Work instructions – Exact copies of all the records are to be output.

Dataset –
════════

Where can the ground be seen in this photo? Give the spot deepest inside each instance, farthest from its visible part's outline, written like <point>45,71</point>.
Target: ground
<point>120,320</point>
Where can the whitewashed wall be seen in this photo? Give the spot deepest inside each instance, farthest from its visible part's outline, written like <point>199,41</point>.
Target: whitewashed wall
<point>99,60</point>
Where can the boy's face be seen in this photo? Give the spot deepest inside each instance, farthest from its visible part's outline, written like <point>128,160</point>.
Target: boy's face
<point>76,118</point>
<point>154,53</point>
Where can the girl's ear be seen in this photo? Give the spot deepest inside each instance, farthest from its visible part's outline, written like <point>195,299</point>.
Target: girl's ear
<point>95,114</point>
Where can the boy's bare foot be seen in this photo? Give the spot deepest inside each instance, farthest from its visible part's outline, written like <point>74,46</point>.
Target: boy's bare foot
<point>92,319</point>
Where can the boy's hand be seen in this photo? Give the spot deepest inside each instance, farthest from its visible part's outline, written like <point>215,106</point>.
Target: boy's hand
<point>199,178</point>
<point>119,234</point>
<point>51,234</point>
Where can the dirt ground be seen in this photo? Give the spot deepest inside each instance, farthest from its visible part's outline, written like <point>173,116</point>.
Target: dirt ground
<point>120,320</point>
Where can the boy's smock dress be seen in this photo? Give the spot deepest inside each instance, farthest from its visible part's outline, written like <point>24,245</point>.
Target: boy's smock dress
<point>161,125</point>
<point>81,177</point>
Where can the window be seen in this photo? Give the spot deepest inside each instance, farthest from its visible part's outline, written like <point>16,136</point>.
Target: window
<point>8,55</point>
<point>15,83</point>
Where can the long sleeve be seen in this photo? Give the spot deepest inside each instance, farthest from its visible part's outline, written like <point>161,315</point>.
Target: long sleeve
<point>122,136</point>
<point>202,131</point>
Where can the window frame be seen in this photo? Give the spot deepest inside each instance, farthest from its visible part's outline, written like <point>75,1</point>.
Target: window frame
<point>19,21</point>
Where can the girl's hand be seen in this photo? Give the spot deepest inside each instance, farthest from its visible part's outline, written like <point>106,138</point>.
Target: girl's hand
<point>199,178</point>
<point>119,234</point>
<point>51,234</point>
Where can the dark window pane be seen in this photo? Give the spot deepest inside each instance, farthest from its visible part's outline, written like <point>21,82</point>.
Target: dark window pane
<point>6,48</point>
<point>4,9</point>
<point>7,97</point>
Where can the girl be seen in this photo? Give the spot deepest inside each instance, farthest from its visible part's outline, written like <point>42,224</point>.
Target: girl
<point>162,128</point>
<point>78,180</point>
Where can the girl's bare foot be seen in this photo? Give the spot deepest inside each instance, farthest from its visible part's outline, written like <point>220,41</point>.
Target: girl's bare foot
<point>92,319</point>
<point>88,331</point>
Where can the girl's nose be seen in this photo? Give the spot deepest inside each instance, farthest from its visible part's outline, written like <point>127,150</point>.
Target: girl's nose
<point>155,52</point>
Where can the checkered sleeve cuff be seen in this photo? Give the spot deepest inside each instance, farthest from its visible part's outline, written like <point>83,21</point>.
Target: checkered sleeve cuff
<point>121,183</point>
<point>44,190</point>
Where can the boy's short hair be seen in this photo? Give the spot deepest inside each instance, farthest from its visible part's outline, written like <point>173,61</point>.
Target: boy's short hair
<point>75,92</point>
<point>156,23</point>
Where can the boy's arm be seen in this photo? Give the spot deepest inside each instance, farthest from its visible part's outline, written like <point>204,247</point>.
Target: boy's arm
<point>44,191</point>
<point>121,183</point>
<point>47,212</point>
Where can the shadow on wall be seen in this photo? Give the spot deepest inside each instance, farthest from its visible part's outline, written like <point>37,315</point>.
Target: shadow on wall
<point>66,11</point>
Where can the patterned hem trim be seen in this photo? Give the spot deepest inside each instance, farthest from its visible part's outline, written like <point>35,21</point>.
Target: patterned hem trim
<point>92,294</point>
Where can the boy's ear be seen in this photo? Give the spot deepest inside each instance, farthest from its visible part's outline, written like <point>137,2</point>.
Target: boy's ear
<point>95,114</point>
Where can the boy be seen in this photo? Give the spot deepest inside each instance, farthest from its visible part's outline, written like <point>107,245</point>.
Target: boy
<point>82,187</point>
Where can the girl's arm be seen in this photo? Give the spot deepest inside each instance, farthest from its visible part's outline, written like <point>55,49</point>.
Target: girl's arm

════════

Result of the task –
Where can the ground be seen in this photo? Give the spot deepest inside each instance, farthest from its visible part's outline, written like <point>45,71</point>.
Target: ground
<point>120,320</point>
Where can the whitewashed wall be seen in this photo? Give the spot deepest inside each instance, farthest from its visible part's outline, written like <point>199,41</point>.
Target: whitewashed wall
<point>99,60</point>
Where can the boy's face be seen in this photo? Give the spot deepest inside each instance, farthest from its visible part's outline, written like <point>128,160</point>.
Target: boy's face
<point>76,118</point>
<point>154,53</point>
Where can the girl's ear be seen in this photo? Give the spot deepest inside each instance, farthest from its visible part's outline, written like <point>195,299</point>.
Target: girl's ear
<point>95,114</point>
Where can the boy's bare foot be seen in this photo? Give the spot deepest inside each instance, farthest from its visible part's outline, written like <point>74,46</point>.
Target: boy's bare foot
<point>92,319</point>
Where can the boy's hand be seen in this photo? Give the spot deepest inside each instance, farthest from its visible part's outline, written like <point>215,106</point>.
Target: boy's hand
<point>199,178</point>
<point>119,234</point>
<point>51,234</point>
Where can the dirt ground be seen in this photo? Give the spot deepest inside each instance, farthest from its visible part's outline, written like <point>173,116</point>.
Target: dirt ground
<point>120,320</point>
Where can the boy's smock dress be seen in this photo? Give the spot deepest inside each instance, farthest from its visible part's outline, written like <point>24,245</point>.
Target: boy's smock dress
<point>161,125</point>
<point>81,177</point>
Where can the window be seen in this photo? Give the spot deepest inside each instance, farthest from its visible part's outline, written like <point>16,136</point>.
Target: window
<point>8,55</point>
<point>15,83</point>
Where can the long sleeve be seen in this photo? Give the spot deepest inside each instance, farthest from its visible part's outline, written like <point>161,315</point>.
Target: long sleeve
<point>122,136</point>
<point>202,131</point>
Where can the window frame be seen in this photo? Give the spot deepest inside each instance, farthest from its visible part's outline, written like <point>75,1</point>.
Target: window frame
<point>19,21</point>
Where can the girl's hand be seen in this photo? Give the spot deepest inside each instance, farthest from its visible part's outline, written like <point>106,138</point>.
Target: girl's hand
<point>199,178</point>
<point>119,234</point>
<point>51,234</point>
Where can the dark window pane be seen in this photo? Give the spot deepest inside each instance, farthest from its visible part's outline, written like <point>21,82</point>.
Target: dark window pane
<point>6,48</point>
<point>4,9</point>
<point>7,97</point>
Where can the girl be seen in this photo? Give the spot deepest inside each instance, farthest from its visible part's outline, written like <point>42,224</point>.
Target: girl
<point>162,128</point>
<point>78,180</point>
Where can the girl's bare foot be seen in this photo? Give the spot deepest inside each instance, farthest from its visible part's outline, written like <point>220,41</point>.
Target: girl's bare foot
<point>92,319</point>
<point>88,331</point>
Where can the girl's nose be seen in this photo? Give the spot deepest inside each instance, farthest from its visible part's outline, written like <point>127,150</point>.
Target: girl's nose
<point>155,52</point>
Where can the checkered sleeve cuff be seen in this photo? Give the spot deepest inside each instance, farthest from its visible part's outline, written like <point>83,21</point>.
Target: checkered sleeve cuff
<point>121,183</point>
<point>44,190</point>
Where can the boy's short hair be seen in this photo? Give the spot deepest inside each instance, farthest from its visible part's outline, written like <point>173,61</point>.
Target: boy's short hair
<point>75,92</point>
<point>156,23</point>
Where can the boy's arm be seen in this photo? Give the spot deepest inside each instance, farthest from its visible part's outline, written like <point>204,247</point>.
Target: boy's arm
<point>44,191</point>
<point>121,183</point>
<point>47,212</point>
Where can the shadow on wall be seen in this photo? Give the spot deepest inside each instance, farthest from its visible part's outline, written like <point>37,315</point>.
Target: shadow on wall
<point>66,11</point>
Where can the patterned hem trim be seen in this photo? Give the spot deepest inside each instance, farthest from its visible part's outline, written like <point>35,21</point>.
Target: patterned hem trim
<point>92,294</point>
Where can the boy's ear be seen in this photo? Give the spot deepest inside each instance, farthest from its visible part's outline, written like <point>137,2</point>.
Target: boy's ear
<point>95,114</point>
Where can the boy be seen in this photo? Give the spot deepest inside each instance, farthest from its visible part's outline, written like <point>107,245</point>.
Target: boy
<point>82,187</point>
Where can the girl's arm be seen in this photo? Give the spot deepest inside each instance, farthest from its visible part's outline, written like <point>55,49</point>.
Target: girl's arm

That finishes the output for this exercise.